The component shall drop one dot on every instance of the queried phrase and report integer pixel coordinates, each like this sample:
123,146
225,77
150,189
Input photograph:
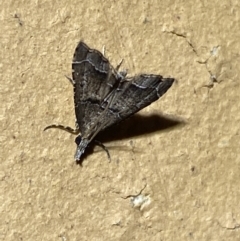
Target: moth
103,96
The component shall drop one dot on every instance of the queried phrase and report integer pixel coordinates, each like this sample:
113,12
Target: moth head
81,146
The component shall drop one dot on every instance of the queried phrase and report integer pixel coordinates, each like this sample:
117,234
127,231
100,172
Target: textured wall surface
178,183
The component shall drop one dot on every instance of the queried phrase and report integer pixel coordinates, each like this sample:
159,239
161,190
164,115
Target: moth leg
118,66
104,148
65,128
70,80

-------------------------

**Problem description**
Copy the data character for character, but drop all pictures from the copy.

**Problem solution**
The component shall drop one dot on every instance of the queried phrase and report integer pixel coordinates, each like this sample:
123,146
225,77
150,189
Input photograph:
Target: moth
103,96
The component shall drop one dot on every instance of the queried phrase and report integer pixel coordinates, each like this sample:
113,12
Target: moth head
81,146
The component shall drop one dot on every instance of the queried phrase and report integer pixel coordinates, each like this sample:
117,234
127,231
100,172
Target: textured wall surface
178,183
The component shall drop one dot on every instance of the queried phrase and report integer pixel coordinates, each like this sample:
159,239
161,190
164,115
Target: moth leg
118,66
104,148
65,128
70,80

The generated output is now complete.